### WORK REQUEST
Only the lines holding the word "concrete" are wanted; copy each of them from the listing.

*** DATA SUPPLIED ***

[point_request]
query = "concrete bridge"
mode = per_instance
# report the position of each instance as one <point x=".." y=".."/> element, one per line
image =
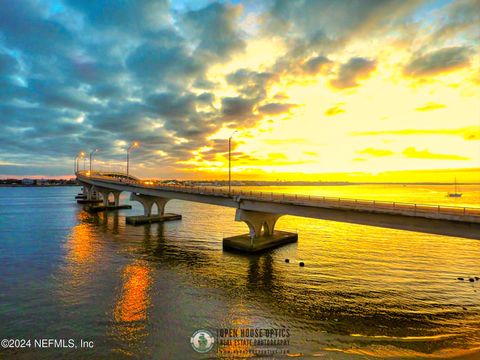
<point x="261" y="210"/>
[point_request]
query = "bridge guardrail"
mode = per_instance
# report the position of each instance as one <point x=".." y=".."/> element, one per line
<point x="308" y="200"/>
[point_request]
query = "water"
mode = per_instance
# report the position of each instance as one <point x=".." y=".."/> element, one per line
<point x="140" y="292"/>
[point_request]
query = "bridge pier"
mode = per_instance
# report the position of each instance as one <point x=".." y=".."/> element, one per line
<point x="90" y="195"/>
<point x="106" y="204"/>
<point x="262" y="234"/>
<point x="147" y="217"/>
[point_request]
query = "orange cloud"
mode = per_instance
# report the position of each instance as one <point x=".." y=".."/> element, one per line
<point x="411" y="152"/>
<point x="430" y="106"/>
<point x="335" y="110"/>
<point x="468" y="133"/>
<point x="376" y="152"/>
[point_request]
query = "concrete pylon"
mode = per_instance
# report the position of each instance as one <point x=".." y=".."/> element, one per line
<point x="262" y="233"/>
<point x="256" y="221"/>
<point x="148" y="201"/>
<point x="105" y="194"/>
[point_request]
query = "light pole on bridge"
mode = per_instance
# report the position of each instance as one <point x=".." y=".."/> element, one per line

*** End of DATA SUPPLIED ***

### RESPONSE TO THIS TASK
query = "concrete bridge"
query = "concrete pylon"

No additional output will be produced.